#### [原文摘录]

§

SparkStreaming常用操作_spark streaming常用方法-优快云博客

本文链接：https://blog.youkuaiyun.com/weixin_43690478/article/details/106954121

1.pom.xml

<properties>
    <maven.compiler.source>1.8</maven.compiler.source>
    <maven.compiler.target>1.8</maven.compiler.target>
    <scala.compat.version>2.11</scala.compat.version>

    <!--编译时的编码-->
    <maven.compiler.encoding>UTF-8</maven.compiler.encoding>
    <!--文件拷贝时的编码-->
    <project.build.sourceEncoding>UTF-8</project.build.sourceEncoding>
    <project.reporting.outputEncoding>UTF-8</project.reporting.outputEncoding>

    <scala.version>2.11.8</scala.version>
    <spark.version>2.2.0</spark.version>
</properties>


<!--scala插件的存储仓库-->
<pluginRepositories>
    <pluginRepository>
        <id>scala-tools.org</id>
        <name>Scala-tools Maven2 Repository</name>
        <url>http://scala-tools.org/repo-releases</url>
    </pluginRepository>
</pluginRepositories>

<dependencies>

    <!--scala编程依赖库sdk-->
    <dependency>
        <groupId>org.scala-lang</groupId>
        <artifactId>scala-library</artifactId>
        <version>${scala.version}</version>
        <scope>provided</scope>
    </dependency>

    <!--provided表示maven打包时排除该jar包,如果集群上存在的话-->
    <dependency>
        <groupId>org.apache.spark</groupId>
        <artifactId>spark-core_2.11</artifactId>
        <version>${spark.version}</version>
        <scope>provided</scope>
    </dependency>

    <!-- https://mvnrepository.com/artifact/org.apache.spark/spark-streaming -->
    <dependency>
        <groupId>org.apache.spark</groupId>
        <artifactId>spark-streaming_2.11</artifactId>
        <version>${spark.version}</version>
        <scope>provided</scope>
    </dependency>
</dependencies>


<build>
    <!-- 指定源码包和测试包的位置 -->
    <sourceDirectory>src/main/scala</sourceDirectory>
    <testSourceDirectory>src/test/scala</testSourceDirectory>
    <plugins>
        <!--scala插件,让maven能够编译、测试、运行scala项目-->
        <plugin>
            <groupId>org.scala-tools</groupId>
            <artifactId>maven-scala-plugin</artifactId>
            <executions>
                <execution>
                    <goals>
                        <goal>compile</goal>
                        <goal>testCompile</goal>
                    </goals>
                </execution>
            </executions>

            <configuration>
                <scalaVersion>${scala.version}</scalaVersion>
                <args>
                    <arg>-target:jvm-1.5</arg>
                </args>
            </configuration>
        </plugin>
    </plugins>
</build>

<reporting>
    <plugins>
        <plugin>
            <groupId>org.scala-tools</groupId>
            <artifactId>maven-scala-plugin</artifactId>
            <configuration>
                <scalaVersion>${scala.version}</scalaVersion>
            </configuration>
        </plugin>
    </plugins>
</reporting>

2.updateStateByKey

package sparkStream

import org.apache.spark.streaming.dstream.{DStream, ReceiverInputDStream}
import org.apache.spark.streaming.{Seconds, StreamingContext}
import org.apache.spark.{HashPartitioner, SparkConf, SparkContext}

object UpdateStateByKeyOperation {
  def main(args: Array[String]): Unit = {
    val conf = new SparkConf()

§

#### [记录列表]
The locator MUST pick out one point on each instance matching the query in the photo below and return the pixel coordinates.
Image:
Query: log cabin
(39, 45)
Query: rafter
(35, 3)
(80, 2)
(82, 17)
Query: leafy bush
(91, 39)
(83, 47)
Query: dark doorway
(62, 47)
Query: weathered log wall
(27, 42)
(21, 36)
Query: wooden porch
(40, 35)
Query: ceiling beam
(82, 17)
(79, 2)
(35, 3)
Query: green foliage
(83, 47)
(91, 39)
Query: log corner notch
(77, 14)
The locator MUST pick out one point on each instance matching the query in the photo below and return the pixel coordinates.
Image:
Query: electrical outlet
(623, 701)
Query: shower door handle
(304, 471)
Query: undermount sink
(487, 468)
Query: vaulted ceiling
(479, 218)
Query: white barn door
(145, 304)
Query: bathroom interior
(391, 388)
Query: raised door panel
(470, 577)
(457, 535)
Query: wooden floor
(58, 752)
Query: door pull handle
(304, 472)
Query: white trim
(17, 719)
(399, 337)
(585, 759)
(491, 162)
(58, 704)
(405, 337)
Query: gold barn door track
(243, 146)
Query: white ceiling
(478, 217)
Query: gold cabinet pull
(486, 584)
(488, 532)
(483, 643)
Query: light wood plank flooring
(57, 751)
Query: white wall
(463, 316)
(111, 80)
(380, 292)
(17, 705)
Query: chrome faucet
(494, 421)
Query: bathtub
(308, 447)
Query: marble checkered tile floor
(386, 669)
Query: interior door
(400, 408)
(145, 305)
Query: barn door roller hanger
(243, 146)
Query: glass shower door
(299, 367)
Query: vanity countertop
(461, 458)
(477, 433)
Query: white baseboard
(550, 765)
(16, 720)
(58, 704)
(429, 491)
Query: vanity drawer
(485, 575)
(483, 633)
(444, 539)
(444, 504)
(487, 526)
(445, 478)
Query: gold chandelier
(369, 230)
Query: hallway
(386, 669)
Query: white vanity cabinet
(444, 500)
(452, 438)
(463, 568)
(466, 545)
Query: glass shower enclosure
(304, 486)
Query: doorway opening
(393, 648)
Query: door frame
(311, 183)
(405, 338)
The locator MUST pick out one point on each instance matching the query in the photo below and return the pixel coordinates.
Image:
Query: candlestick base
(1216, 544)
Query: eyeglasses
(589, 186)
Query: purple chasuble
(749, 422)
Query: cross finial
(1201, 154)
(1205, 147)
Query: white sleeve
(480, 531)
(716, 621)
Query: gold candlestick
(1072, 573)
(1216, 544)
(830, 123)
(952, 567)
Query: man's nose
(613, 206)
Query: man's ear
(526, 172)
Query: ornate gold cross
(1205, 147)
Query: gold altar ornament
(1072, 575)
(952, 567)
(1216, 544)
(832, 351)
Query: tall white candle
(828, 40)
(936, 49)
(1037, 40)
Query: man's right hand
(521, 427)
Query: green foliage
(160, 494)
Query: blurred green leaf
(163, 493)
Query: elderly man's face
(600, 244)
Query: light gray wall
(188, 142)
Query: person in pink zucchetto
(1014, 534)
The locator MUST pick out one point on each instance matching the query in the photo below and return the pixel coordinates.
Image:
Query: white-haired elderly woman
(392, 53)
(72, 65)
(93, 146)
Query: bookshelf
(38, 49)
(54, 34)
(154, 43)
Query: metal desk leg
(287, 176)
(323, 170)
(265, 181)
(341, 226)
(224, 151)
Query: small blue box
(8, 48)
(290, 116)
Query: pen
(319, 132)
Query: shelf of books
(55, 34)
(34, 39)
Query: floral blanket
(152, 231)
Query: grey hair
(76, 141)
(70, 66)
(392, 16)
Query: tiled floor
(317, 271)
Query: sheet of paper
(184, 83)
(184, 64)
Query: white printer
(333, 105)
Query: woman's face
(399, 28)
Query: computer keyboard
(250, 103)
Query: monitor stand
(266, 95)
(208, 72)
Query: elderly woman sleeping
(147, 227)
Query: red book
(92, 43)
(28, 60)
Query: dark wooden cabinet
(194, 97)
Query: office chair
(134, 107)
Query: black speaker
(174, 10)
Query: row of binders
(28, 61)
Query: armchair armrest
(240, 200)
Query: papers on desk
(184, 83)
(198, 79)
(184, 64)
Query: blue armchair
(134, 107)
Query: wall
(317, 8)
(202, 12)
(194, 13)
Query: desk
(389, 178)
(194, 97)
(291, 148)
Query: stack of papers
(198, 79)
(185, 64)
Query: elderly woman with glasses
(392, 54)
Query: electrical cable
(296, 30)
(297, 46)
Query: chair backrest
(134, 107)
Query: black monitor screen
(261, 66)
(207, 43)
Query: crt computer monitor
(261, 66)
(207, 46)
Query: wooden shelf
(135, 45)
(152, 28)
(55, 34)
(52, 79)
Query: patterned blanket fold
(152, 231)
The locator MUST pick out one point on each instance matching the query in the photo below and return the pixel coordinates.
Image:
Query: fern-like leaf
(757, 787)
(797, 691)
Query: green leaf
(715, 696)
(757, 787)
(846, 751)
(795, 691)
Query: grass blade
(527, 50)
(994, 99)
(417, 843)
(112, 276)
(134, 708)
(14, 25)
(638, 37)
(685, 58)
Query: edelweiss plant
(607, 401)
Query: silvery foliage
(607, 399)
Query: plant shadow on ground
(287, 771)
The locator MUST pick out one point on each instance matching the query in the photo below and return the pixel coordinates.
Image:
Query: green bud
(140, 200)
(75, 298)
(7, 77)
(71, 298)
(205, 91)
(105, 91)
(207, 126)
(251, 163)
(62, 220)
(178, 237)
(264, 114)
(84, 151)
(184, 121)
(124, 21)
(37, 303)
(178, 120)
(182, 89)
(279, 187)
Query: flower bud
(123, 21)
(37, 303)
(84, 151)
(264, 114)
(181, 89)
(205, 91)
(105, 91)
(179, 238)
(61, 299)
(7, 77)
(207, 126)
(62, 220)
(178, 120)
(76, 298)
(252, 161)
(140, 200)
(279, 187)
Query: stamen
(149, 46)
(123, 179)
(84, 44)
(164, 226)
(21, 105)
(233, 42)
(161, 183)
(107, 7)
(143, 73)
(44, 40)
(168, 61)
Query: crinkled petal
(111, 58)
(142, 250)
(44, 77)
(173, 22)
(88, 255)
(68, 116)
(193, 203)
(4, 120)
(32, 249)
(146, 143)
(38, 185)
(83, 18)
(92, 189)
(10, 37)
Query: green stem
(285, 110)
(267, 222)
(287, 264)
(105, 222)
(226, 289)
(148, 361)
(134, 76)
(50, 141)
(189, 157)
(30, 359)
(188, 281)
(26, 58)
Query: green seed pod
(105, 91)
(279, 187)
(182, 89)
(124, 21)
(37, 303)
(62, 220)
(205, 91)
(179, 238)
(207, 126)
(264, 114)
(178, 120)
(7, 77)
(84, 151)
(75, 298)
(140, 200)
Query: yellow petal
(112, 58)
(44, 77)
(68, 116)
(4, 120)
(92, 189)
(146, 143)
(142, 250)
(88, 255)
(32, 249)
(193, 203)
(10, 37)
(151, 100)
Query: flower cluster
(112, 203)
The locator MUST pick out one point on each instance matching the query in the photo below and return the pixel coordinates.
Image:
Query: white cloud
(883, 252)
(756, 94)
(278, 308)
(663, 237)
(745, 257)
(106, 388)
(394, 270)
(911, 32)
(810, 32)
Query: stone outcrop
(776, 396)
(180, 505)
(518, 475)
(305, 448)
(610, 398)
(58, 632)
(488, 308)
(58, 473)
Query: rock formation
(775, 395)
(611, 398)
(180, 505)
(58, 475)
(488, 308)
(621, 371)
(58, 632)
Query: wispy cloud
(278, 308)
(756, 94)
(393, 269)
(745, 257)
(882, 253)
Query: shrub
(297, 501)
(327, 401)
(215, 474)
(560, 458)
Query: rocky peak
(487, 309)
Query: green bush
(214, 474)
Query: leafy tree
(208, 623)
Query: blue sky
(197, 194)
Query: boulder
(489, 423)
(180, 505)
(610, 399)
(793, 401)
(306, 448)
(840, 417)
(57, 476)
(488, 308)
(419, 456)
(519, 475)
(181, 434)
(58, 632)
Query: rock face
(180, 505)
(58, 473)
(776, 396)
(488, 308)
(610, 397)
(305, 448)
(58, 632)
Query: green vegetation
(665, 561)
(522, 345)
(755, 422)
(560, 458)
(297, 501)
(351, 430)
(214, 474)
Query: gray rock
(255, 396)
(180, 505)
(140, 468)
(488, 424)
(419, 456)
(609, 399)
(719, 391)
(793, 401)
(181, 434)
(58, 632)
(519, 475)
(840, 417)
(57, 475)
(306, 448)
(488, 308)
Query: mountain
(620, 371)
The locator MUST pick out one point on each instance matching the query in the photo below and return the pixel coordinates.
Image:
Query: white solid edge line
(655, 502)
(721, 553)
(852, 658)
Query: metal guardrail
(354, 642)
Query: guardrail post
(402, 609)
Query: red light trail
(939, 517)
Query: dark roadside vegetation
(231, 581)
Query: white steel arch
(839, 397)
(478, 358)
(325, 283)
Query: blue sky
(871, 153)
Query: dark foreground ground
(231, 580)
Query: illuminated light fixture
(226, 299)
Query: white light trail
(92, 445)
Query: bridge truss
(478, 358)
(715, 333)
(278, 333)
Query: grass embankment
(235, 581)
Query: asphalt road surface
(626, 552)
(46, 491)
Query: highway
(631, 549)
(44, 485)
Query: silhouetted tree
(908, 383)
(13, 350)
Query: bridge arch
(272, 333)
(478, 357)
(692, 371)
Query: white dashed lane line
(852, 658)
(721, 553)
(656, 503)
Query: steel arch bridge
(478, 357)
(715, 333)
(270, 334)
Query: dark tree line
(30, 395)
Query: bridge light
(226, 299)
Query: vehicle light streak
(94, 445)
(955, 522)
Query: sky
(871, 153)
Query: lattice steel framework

§

#### [待办事项]
- 1) 请照原样复写原文摘录中从“package sparkStream”一直到“conf = new SparkConf()”的全部内容。
- 2) 请找出记录中所有包含“cloud”一词的行，并把这些行逐一抄写出来。
原文摘录和记录各自独立，彼此没有关联。

#### [任务答案]
- 1)
package sparkStream

import org.apache.spark.streaming.dstream.{DStream, ReceiverInputDStream}
import org.apache.spark.streaming.{Seconds, StreamingContext}
import org.apache.spark.{HashPartitioner, SparkConf, SparkContext}

object UpdateStateByKeyOperation {
  def main(args: Array[String]): Unit = {
    val conf = new SparkConf()

- 2)
Query: white cloud
Query: wispy cloud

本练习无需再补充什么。